*** DATASET ROWS

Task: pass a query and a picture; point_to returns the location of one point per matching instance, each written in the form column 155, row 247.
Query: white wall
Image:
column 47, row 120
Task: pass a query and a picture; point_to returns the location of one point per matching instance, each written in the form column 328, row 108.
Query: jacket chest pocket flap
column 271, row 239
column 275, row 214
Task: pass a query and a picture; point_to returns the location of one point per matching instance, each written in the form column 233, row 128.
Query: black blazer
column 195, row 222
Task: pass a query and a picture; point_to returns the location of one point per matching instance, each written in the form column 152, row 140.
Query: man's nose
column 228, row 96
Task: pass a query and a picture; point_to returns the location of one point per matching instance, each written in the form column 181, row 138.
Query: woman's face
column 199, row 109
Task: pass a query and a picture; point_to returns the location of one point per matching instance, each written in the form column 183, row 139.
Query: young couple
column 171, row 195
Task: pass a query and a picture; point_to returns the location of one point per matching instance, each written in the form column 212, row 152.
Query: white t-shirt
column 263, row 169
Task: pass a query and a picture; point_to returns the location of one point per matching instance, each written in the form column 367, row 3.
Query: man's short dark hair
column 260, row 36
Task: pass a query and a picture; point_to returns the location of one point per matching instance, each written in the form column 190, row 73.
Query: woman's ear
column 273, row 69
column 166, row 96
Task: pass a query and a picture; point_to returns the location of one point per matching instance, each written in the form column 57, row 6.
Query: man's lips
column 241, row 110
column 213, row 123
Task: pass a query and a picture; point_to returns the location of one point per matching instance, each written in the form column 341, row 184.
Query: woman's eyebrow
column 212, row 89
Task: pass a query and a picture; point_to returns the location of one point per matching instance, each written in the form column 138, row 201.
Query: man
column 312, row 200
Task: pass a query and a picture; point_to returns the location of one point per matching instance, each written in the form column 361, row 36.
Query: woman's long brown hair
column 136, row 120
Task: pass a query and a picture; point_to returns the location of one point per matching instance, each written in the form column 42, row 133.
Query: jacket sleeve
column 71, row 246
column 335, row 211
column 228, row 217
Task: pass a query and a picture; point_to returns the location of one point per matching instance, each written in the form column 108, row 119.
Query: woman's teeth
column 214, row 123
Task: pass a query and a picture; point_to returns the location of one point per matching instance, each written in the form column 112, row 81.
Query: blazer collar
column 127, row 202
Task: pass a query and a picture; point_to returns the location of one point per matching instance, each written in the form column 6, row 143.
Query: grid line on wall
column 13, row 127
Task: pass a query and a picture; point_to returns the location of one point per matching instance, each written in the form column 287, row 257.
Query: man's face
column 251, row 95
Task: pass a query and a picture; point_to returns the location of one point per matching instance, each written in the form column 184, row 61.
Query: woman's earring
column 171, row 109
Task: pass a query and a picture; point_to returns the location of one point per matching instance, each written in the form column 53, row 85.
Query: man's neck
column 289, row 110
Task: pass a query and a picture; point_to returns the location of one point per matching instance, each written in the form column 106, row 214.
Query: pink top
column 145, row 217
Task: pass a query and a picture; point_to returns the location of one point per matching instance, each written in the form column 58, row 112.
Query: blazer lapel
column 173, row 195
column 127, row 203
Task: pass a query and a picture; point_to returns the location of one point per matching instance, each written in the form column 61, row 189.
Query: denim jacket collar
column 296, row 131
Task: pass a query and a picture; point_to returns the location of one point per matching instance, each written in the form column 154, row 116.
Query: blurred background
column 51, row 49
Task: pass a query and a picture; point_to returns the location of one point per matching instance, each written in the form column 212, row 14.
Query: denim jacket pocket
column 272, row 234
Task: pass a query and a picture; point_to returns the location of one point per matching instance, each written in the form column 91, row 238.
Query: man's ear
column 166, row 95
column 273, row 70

******

## TASK TO COMPLETE
Quote all of the items above word for word, keeping every line in its original order.

## WRITTEN ANSWER
Task: pass a query and a picture; point_to returns the location of one point per matching instance, each written in the form column 155, row 247.
Query: white wall
Image:
column 47, row 120
Task: pass a query and a picture; point_to returns the location of one point per matching instance, each written in the form column 328, row 108.
Query: jacket chest pocket flap
column 271, row 239
column 275, row 214
Task: pass a query and a picture; point_to returns the location of one point per matching instance, each written in the form column 233, row 128.
Query: black blazer
column 195, row 222
Task: pass a query and a picture; point_to returns the location of one point per matching instance, each written in the form column 152, row 140.
Query: man's nose
column 228, row 96
Task: pass a query and a picture; point_to returns the location of one point per matching instance, each written in the form column 181, row 138.
Query: woman's face
column 199, row 109
Task: pass a query and a picture; point_to returns the location of one point per matching instance, each written in the form column 183, row 139.
Query: young couple
column 171, row 195
Task: pass a query and a picture; point_to returns the location of one point per matching instance, each written in the form column 212, row 152.
Query: white t-shirt
column 263, row 169
Task: pass a query and a picture; point_to returns the location of one point per matching instance, each written in the form column 367, row 3.
Query: man's short dark hair
column 260, row 36
Task: pass a query and a picture; point_to returns the location of one point per matching instance, each written in the form column 190, row 73.
Query: woman's ear
column 273, row 69
column 166, row 96
Task: pass a query and a picture; point_to returns the location of one point per matching instance, each written in the form column 57, row 6.
Query: man's lips
column 241, row 110
column 213, row 123
Task: pass a query and a picture; point_to returns the location of one point per matching instance, each written in the form column 341, row 184.
Query: woman's eyebrow
column 212, row 89
Task: pass a query and a picture; point_to returns the location of one point per matching instance, each written in the form column 138, row 201.
Query: man
column 312, row 200
Task: pass a query and a picture; point_to returns the location of one point per matching instance, each written in the form column 361, row 36.
Query: woman's long brown hair
column 136, row 120
Task: pass a query and a picture; point_to returns the location of one point per matching instance, each written in the form column 42, row 133.
Query: jacket sleeve
column 71, row 246
column 335, row 211
column 228, row 217
Task: pass a query and a picture; point_to returns the location of one point per matching instance, each written in the form column 108, row 119.
Query: woman's teeth
column 214, row 123
Task: pass a query and a picture; point_to returns the location of one point per matching instance, each written in the form column 112, row 81.
Query: blazer collar
column 127, row 202
Task: pass a query and a picture; point_to returns the location of one point per matching instance, each written in the form column 6, row 143.
Query: grid line on wall
column 13, row 127
Task: pass a query and a picture; point_to returns the location of one point per matching instance, each written in the form column 287, row 257.
Query: man's face
column 251, row 95
Task: pass a query and a picture; point_to returns the location of one point per matching instance, each written in the form column 184, row 61.
Query: woman's earring
column 171, row 109
Task: pass a query and a picture; point_to returns the location of one point per matching instance, each written in the form column 53, row 85.
Query: man's neck
column 289, row 110
Task: pass a query and a picture; point_to returns the location of one point per matching instance, each written in the form column 106, row 214.
Query: pink top
column 145, row 217
Task: pass a query and a picture; point_to returns the location of one point per matching instance, each written in the form column 58, row 112.
Query: blazer lapel
column 173, row 195
column 127, row 203
Task: pass a query and a picture; point_to returns the location of one point per matching instance, each written in the form column 61, row 189.
Query: denim jacket collar
column 296, row 131
Task: pass a query and a picture; point_to returns the location of one point per matching instance, each written in the form column 154, row 116.
Query: blurred background
column 51, row 49
Task: pass a query and a picture; point_to returns the location of one point per matching instance, each written in the form column 212, row 14.
Query: denim jacket pocket
column 272, row 234
Task: pass a query and a picture; point_to returns the location of one point per matching instance, each written in the form column 91, row 238.
Query: man's ear
column 166, row 95
column 273, row 70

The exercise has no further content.